### Exercise data ###

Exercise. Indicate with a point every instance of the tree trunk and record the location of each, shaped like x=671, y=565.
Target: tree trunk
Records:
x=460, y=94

###
### Exercise data ###

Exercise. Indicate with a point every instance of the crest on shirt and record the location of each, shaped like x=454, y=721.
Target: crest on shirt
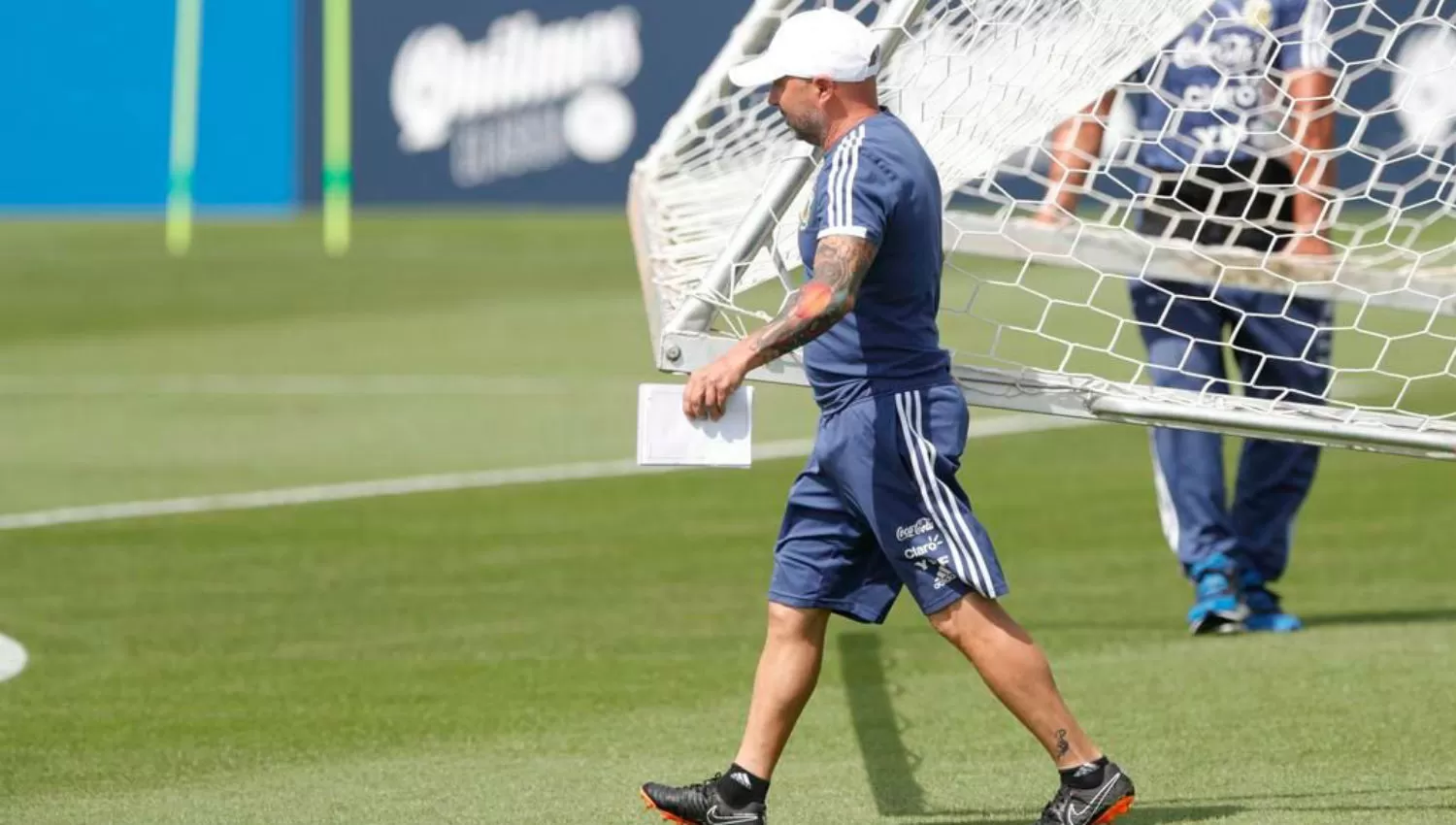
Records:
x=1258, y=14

###
### Exercise data ###

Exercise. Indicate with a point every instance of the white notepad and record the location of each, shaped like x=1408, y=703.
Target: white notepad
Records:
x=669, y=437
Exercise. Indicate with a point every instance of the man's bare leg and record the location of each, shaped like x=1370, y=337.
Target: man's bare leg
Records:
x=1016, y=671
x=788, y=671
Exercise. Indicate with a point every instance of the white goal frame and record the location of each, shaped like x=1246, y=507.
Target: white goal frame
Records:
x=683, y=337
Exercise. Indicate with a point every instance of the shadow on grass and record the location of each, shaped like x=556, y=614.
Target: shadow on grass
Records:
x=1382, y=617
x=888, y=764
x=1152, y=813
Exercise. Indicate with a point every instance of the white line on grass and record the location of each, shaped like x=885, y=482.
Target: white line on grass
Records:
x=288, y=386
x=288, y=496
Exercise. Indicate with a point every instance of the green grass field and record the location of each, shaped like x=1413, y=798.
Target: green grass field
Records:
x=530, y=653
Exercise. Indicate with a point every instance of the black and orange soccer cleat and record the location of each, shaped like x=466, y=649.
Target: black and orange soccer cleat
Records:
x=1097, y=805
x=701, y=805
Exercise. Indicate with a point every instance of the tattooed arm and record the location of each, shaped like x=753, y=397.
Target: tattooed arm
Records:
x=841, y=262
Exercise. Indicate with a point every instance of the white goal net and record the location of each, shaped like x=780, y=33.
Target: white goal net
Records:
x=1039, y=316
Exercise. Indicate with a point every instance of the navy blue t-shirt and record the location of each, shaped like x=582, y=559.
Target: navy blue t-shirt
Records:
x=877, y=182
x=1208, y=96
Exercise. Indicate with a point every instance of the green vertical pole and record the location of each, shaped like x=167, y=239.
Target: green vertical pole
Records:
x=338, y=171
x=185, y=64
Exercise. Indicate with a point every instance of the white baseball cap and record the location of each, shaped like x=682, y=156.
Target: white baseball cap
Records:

###

■ Task to complete
Pick out every line of the data above that contains the word "baseball" and copy each one.

■ Exercise answer
Exercise. Indicate with a point every instance of the white baseball cap and record the location of each, shaped like x=682, y=156.
Target: white baseball cap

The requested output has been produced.